[Stored items from a collection]
------------------------------------

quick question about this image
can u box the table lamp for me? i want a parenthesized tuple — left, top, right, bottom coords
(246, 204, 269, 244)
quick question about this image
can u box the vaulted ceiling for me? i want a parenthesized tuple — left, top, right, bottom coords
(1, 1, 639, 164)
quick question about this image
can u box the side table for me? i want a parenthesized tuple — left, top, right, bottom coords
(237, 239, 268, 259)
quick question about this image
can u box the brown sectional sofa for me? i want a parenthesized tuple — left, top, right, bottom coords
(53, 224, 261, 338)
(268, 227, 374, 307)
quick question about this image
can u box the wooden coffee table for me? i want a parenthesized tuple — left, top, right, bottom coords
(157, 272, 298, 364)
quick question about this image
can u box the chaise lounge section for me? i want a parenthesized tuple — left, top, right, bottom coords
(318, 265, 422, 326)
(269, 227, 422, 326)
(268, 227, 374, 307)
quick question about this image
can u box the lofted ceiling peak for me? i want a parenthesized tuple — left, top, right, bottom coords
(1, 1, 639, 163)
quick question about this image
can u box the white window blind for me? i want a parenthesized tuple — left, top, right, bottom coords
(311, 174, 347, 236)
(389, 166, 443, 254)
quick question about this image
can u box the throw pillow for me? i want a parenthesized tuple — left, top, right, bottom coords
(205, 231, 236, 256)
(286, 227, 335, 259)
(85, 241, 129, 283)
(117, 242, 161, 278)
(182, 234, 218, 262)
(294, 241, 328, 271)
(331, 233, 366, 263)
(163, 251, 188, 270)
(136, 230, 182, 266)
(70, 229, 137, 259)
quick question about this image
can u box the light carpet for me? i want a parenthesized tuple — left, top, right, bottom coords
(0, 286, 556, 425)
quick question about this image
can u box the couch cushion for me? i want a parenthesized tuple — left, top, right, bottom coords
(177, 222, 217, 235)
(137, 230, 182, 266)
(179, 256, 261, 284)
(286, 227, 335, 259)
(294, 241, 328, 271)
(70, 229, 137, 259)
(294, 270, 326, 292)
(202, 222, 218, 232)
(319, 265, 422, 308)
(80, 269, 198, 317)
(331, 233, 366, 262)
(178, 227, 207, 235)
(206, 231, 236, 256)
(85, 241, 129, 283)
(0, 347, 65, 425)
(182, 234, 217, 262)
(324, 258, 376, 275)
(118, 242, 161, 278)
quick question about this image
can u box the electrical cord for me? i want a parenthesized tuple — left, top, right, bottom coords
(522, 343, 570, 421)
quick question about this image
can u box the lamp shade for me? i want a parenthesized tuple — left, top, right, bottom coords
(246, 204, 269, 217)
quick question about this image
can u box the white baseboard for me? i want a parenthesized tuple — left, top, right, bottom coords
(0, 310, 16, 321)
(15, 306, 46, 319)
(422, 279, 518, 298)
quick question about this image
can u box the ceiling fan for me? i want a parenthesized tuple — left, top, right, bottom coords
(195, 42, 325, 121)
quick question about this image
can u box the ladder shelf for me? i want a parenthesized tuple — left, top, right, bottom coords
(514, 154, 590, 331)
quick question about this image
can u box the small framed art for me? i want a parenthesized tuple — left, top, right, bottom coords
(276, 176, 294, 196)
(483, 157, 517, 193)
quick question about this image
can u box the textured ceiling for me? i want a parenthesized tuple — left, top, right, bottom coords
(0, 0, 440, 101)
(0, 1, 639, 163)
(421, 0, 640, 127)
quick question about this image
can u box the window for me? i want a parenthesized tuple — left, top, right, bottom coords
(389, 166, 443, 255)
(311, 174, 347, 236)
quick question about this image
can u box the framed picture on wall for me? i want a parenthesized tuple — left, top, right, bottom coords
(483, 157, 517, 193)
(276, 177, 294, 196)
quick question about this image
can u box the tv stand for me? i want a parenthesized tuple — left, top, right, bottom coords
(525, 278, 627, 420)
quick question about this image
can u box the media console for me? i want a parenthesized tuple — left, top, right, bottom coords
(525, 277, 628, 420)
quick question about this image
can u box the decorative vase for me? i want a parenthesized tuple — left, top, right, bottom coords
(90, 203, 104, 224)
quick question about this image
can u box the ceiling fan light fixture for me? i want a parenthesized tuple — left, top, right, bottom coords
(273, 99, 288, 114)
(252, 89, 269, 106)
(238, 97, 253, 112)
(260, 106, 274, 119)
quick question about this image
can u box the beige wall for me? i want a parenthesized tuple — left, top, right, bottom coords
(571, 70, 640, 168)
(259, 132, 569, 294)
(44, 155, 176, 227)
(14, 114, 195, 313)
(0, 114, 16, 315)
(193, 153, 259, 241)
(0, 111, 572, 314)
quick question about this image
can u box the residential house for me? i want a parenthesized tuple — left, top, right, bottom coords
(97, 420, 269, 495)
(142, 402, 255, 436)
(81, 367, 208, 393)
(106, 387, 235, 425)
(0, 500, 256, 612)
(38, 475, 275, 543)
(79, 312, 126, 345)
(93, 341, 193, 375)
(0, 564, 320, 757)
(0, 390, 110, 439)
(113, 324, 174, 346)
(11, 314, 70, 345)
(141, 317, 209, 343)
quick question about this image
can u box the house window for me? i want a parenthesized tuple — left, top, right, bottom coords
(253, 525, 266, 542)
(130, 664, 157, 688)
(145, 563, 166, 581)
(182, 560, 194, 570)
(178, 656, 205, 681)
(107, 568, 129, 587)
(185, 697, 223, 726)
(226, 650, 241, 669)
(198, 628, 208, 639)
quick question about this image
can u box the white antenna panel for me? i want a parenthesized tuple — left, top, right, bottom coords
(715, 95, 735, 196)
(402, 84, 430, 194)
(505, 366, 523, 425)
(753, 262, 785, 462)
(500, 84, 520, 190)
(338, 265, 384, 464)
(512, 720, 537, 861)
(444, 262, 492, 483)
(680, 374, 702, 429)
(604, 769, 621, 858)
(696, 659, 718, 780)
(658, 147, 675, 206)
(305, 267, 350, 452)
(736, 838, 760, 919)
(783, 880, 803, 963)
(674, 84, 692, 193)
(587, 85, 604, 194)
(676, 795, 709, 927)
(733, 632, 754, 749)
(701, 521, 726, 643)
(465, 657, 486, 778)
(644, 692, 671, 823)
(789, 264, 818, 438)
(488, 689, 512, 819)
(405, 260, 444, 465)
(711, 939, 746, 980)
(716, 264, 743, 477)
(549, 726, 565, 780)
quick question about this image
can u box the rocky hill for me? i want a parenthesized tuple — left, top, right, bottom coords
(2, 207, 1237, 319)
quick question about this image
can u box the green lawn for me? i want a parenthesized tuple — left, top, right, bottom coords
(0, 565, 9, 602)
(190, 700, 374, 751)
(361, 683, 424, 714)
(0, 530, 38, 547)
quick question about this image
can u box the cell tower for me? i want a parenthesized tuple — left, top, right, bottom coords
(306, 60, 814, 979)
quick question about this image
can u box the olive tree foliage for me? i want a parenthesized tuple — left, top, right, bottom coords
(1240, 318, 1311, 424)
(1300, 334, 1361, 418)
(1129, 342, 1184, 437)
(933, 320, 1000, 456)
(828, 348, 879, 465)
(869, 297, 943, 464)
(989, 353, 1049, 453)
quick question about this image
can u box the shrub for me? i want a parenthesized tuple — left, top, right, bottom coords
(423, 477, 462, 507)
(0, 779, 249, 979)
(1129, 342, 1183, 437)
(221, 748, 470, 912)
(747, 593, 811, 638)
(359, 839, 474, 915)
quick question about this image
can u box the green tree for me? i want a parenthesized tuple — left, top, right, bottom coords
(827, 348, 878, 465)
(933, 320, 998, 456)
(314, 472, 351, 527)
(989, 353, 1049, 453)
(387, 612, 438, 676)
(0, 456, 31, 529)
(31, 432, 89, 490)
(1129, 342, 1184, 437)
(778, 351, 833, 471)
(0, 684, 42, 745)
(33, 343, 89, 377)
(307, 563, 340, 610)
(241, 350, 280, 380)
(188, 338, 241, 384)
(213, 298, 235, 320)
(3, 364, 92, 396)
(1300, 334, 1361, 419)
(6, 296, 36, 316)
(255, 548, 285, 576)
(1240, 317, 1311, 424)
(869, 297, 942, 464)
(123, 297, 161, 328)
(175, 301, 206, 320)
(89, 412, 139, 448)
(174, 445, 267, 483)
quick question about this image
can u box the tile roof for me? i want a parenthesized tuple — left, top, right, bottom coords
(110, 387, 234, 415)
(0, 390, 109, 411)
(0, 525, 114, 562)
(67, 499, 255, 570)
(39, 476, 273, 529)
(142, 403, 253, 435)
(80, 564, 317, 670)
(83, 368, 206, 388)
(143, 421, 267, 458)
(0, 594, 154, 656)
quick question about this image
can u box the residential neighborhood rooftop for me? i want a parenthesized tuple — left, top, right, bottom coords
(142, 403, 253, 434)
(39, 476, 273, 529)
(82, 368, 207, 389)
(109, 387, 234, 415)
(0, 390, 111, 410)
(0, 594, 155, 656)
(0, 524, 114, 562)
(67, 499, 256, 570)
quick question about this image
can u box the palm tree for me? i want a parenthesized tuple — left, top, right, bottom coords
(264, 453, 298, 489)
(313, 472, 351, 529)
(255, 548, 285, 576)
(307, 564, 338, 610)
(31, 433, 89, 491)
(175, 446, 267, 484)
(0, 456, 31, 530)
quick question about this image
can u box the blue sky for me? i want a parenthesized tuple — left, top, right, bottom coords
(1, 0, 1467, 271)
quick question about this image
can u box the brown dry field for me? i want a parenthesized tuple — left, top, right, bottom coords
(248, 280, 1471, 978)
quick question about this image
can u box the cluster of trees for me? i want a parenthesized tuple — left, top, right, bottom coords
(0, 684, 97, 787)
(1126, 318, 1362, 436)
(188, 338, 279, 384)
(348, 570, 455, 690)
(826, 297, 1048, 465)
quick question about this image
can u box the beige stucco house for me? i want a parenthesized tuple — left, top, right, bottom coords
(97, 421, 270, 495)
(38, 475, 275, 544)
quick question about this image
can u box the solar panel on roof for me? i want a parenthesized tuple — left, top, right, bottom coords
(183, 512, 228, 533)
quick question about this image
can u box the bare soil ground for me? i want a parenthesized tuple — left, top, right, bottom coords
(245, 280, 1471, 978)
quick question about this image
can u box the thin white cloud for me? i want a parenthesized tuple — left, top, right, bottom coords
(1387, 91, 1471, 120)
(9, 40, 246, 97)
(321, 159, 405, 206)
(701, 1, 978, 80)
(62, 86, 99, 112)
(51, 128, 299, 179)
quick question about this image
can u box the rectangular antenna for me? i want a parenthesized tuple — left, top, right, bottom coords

------------------------------------

- **Problem to solve**
Only the lines from the one holding "can u box the thin" through the end of the records should appear in the answer, each repeated exactly.

- **Response box**
can u box the thin white cloud for me? i want a parenthesized tuple — left, top, right, bottom coords
(1387, 91, 1471, 120)
(9, 40, 246, 97)
(321, 159, 405, 206)
(701, 1, 978, 80)
(62, 86, 99, 112)
(51, 128, 299, 179)
quick question about this image
can u box the rectangular antenna for me? i want a parenthesized tuple — left, top, right, bottom coords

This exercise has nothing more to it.